[Set task] Please pick out every line of the data below that contains the string "bracelet", and copy each one.

Point labeling data:
☆ ☆ ☆ ☆ ☆ ☆ ☆

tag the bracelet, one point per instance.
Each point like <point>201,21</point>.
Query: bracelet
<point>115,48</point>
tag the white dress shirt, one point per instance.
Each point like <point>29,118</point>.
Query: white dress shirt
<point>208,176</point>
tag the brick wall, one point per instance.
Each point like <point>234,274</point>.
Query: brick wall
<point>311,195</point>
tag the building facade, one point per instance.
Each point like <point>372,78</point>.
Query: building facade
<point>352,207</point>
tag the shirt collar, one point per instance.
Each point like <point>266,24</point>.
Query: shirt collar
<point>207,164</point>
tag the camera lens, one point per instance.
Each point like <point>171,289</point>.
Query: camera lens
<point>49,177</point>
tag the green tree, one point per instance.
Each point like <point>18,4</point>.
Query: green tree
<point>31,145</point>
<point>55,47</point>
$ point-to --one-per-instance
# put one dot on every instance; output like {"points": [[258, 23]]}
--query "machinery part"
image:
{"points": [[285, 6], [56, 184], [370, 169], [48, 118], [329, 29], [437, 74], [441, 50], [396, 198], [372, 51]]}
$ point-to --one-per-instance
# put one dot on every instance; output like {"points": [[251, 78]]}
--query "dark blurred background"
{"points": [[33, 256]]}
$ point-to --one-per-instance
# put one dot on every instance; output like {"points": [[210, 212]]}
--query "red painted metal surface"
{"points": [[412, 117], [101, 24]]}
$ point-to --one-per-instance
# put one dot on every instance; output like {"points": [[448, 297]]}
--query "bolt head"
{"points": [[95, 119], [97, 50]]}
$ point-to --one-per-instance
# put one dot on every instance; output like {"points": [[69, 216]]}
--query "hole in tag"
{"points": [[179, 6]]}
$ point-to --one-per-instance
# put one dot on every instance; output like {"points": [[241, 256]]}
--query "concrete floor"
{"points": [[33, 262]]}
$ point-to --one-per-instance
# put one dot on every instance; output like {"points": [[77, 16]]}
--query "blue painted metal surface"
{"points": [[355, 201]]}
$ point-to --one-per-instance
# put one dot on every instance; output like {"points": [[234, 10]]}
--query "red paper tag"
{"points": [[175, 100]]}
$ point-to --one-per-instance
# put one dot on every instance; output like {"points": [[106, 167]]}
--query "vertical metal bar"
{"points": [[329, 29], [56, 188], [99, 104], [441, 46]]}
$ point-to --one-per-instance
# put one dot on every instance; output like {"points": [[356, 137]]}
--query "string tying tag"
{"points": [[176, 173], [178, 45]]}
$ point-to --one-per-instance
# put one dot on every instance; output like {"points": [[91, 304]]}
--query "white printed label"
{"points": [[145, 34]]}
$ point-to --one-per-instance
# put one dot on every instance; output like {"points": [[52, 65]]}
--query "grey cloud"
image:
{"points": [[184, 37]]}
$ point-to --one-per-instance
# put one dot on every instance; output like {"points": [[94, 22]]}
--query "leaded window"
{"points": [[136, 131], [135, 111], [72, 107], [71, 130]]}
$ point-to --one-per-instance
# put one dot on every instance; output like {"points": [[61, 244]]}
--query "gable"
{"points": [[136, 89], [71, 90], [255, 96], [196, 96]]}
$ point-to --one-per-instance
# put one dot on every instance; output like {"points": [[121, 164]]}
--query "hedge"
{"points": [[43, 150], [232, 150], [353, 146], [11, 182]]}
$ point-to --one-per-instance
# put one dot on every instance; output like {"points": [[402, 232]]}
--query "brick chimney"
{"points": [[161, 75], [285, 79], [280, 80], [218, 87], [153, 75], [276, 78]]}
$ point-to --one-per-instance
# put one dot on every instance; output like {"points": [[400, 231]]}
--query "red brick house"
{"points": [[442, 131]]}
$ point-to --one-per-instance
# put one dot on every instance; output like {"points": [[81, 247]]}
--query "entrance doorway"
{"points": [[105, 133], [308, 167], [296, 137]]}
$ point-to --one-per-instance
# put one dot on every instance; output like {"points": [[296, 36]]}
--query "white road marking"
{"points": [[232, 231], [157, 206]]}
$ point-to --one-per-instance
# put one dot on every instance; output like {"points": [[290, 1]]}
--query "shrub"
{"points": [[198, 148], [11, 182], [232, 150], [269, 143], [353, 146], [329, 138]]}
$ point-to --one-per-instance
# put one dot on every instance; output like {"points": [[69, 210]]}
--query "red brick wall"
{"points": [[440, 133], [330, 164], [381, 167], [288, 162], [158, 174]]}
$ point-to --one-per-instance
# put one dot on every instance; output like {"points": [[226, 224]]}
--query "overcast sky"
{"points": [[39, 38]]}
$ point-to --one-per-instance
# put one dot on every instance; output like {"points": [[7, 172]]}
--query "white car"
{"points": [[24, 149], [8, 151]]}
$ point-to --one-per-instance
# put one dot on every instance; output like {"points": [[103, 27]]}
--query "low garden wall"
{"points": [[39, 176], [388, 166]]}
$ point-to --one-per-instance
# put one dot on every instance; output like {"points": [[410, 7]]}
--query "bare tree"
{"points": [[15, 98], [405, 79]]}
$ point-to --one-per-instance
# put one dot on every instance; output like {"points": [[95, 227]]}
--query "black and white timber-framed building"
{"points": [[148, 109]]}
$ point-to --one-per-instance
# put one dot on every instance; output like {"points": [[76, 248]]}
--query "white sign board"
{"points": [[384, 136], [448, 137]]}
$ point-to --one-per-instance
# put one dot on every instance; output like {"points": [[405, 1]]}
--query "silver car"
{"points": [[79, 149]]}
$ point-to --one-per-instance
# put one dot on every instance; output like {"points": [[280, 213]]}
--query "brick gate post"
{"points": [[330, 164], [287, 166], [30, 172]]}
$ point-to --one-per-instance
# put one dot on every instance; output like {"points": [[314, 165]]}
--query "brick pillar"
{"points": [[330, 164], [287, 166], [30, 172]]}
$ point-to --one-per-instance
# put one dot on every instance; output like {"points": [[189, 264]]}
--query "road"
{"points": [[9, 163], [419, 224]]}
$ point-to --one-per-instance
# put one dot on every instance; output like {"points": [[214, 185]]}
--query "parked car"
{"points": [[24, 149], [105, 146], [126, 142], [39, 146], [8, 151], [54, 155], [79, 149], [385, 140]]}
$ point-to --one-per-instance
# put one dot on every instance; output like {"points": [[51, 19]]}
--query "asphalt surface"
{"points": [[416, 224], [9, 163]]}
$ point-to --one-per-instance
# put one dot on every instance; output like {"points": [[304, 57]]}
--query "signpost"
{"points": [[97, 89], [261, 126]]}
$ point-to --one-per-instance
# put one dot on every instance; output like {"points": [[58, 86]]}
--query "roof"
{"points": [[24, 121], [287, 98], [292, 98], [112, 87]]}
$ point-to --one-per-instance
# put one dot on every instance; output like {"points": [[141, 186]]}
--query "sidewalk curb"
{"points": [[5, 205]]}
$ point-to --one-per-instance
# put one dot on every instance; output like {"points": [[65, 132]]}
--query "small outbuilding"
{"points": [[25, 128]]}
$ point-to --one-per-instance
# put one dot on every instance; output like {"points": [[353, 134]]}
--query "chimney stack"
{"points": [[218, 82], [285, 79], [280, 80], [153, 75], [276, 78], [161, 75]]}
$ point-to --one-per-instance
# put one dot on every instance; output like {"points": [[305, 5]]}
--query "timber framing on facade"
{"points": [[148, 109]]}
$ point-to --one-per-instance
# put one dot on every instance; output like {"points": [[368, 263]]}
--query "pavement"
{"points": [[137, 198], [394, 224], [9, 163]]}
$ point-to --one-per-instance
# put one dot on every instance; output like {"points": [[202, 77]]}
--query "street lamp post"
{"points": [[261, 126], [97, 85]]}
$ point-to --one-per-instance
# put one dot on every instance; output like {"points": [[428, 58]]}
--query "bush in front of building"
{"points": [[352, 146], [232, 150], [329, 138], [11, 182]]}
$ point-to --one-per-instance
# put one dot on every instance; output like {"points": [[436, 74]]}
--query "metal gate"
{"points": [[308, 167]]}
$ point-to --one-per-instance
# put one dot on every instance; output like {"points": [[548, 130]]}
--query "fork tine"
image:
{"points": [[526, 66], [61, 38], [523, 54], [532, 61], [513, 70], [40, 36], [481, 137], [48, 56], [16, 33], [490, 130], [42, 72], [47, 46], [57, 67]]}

☆ ☆ ☆ ☆ ☆ ☆ ☆

[Exercise result]
tag the bracelet, one point per instance.
Query: bracelet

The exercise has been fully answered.